*** RECORD EXCERPTS Section Begins ***

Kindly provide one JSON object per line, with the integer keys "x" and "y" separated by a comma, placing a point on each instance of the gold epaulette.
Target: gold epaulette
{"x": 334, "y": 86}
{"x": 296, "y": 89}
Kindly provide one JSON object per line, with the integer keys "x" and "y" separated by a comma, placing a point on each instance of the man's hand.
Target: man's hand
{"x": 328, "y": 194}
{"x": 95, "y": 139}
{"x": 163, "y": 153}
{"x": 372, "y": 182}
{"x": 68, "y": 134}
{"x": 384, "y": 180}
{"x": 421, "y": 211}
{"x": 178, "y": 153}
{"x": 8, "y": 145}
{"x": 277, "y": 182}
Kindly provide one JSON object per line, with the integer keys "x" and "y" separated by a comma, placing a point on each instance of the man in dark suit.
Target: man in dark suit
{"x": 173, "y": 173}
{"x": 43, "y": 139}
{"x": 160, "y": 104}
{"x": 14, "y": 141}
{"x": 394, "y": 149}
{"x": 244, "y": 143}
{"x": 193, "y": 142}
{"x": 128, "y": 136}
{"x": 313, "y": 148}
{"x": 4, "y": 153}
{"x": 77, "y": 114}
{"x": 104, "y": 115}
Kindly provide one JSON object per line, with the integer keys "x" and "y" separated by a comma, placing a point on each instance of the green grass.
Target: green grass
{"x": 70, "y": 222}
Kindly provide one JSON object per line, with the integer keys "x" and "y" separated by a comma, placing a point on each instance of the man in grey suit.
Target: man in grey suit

*** RECORD EXCERPTS Section Ends ***

**WORK TO COMPLETE**:
Beginning with the line that contains "Target: man's hand" and ending with the last line of the data above, return those lines exactly and nothing else.

**ANSWER BELOW**:
Target: man's hand
{"x": 328, "y": 194}
{"x": 95, "y": 139}
{"x": 163, "y": 153}
{"x": 372, "y": 182}
{"x": 68, "y": 134}
{"x": 384, "y": 180}
{"x": 421, "y": 211}
{"x": 178, "y": 153}
{"x": 8, "y": 145}
{"x": 277, "y": 182}
Kindly provide one JSON object per line, with the integer keys "x" and "y" separated by a comma, placing a point on each instance of the man in dark suit.
Target: man in dark suit
{"x": 173, "y": 173}
{"x": 43, "y": 139}
{"x": 160, "y": 104}
{"x": 14, "y": 141}
{"x": 394, "y": 149}
{"x": 244, "y": 143}
{"x": 193, "y": 142}
{"x": 128, "y": 136}
{"x": 313, "y": 148}
{"x": 4, "y": 153}
{"x": 77, "y": 114}
{"x": 104, "y": 115}
Kindly provide one JSON object per line, with the integer keys "x" and "y" separated by a comma, placing a point on each instance of the green grass.
Target: green grass
{"x": 70, "y": 222}
Kindly provide one JSON object per line, with the integer keys "x" and "y" separated by a comma, placing a point on each instance of the man in grey suit.
Target: man in grey suit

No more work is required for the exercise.